Below are the records; collect from them each line containing the string "inflatable".

Start of DATA PROVIDED

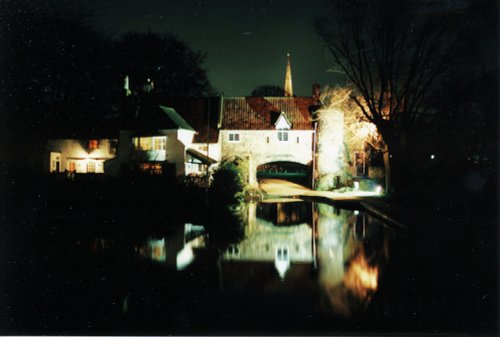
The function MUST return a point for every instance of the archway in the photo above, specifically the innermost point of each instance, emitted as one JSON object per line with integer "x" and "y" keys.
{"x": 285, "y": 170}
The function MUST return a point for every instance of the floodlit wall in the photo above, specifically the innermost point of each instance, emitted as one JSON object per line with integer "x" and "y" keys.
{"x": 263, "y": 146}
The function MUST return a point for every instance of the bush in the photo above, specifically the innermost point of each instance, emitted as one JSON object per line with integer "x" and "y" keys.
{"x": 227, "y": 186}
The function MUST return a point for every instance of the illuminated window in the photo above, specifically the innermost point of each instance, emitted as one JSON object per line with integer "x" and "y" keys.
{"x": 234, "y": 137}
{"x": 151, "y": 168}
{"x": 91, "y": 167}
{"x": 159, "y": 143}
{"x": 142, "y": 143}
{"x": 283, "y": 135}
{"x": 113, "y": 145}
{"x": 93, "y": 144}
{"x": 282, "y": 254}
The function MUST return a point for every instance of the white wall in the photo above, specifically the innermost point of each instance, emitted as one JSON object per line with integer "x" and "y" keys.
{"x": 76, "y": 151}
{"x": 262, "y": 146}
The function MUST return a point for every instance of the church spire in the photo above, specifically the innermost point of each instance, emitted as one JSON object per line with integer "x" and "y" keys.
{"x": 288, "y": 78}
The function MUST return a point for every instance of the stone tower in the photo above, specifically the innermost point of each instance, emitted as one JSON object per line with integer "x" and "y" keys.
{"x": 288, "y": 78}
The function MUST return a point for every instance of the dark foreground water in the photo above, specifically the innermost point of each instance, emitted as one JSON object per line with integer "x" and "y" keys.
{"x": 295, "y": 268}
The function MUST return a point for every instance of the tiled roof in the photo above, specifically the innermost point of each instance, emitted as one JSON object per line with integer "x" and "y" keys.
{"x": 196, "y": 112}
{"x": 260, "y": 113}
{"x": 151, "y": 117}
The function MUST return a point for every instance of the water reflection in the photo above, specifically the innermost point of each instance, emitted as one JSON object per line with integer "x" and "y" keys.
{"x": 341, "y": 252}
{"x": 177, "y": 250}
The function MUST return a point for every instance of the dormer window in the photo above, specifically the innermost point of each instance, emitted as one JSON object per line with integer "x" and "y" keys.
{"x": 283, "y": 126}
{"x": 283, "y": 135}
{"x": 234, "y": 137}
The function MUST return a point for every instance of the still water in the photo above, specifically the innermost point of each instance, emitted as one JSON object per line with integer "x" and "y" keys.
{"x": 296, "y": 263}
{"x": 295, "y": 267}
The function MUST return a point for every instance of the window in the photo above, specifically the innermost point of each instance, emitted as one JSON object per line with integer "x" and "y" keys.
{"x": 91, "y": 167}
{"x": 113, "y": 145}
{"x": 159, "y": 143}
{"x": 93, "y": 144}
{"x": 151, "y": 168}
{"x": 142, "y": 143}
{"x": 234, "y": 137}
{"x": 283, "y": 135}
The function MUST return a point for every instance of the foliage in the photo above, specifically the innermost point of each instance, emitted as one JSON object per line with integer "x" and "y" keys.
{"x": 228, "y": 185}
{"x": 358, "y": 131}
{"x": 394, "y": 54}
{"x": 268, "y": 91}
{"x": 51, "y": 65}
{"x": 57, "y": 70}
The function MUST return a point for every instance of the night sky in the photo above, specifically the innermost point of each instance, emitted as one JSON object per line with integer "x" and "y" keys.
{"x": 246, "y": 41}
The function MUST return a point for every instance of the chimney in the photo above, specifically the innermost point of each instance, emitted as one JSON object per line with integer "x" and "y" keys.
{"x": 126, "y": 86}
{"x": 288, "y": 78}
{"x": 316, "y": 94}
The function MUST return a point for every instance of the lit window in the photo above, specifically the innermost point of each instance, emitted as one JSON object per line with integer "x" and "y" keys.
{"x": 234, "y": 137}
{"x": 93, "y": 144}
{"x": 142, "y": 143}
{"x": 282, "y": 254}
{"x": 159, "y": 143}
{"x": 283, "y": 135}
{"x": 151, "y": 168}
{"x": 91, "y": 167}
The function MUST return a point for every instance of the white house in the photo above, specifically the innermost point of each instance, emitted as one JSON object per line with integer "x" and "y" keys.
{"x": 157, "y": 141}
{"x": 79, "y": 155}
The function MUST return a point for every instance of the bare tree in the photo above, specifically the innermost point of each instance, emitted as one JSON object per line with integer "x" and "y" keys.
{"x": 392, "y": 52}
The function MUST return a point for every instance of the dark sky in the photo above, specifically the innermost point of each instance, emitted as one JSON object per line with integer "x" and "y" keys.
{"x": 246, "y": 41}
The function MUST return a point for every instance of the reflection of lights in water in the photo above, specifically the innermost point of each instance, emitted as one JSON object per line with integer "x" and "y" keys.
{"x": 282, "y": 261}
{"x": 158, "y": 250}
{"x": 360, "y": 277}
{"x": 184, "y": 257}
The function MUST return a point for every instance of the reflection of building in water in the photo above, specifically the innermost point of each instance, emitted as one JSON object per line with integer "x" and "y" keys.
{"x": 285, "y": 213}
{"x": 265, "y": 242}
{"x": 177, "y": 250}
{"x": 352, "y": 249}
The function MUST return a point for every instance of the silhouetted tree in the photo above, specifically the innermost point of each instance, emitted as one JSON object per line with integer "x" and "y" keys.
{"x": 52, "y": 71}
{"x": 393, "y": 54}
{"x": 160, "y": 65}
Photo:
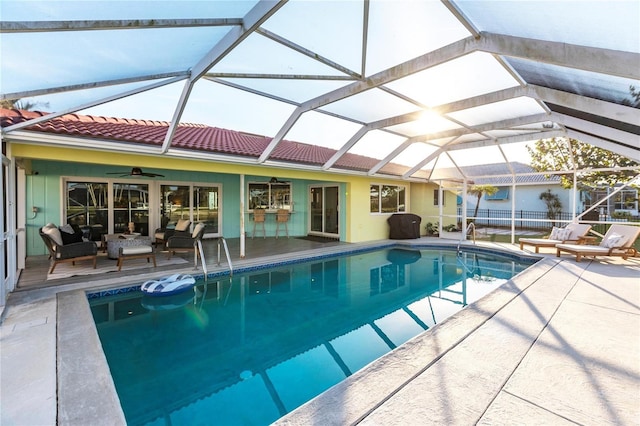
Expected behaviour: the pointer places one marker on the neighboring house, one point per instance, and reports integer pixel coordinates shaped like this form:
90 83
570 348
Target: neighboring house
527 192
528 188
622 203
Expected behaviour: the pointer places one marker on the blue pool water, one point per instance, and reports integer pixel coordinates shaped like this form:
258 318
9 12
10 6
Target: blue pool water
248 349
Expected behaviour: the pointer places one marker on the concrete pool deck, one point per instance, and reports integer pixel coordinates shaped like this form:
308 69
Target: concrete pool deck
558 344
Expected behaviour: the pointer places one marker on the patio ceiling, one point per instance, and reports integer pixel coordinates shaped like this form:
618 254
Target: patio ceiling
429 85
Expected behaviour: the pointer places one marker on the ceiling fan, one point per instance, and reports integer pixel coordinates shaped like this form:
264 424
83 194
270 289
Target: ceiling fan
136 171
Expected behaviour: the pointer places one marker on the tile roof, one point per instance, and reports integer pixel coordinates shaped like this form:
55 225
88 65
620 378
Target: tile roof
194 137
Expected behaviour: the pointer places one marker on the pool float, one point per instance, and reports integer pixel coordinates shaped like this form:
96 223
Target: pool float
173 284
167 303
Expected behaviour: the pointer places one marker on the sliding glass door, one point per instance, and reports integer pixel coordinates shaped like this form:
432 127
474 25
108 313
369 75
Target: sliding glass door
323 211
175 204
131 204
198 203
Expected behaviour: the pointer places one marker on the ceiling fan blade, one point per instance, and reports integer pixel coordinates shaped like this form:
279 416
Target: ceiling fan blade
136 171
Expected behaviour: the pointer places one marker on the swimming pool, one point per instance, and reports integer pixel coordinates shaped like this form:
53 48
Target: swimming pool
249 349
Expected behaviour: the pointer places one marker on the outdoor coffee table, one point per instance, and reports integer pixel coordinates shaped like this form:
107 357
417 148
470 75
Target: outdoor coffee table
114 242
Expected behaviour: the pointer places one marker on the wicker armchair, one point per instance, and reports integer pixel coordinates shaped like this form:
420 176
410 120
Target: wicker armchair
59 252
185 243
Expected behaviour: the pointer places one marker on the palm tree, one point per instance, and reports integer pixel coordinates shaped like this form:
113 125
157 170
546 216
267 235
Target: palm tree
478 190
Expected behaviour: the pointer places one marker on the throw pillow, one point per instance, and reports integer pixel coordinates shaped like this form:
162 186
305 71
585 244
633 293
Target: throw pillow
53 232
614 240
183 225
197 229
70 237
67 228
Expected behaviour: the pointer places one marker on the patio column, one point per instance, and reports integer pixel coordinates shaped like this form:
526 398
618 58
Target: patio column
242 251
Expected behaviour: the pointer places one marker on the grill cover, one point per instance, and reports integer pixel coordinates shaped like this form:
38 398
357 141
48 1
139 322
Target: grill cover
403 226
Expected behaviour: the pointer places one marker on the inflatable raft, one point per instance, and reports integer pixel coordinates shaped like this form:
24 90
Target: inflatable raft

End of DATA PROVIDED

- _RESPONSE TO THIS TASK_
Expected behaviour: the pointer places one marker on the inflatable raft, one point per instance, and reports integer pixel coordinates shaped like this form:
Target: inflatable raft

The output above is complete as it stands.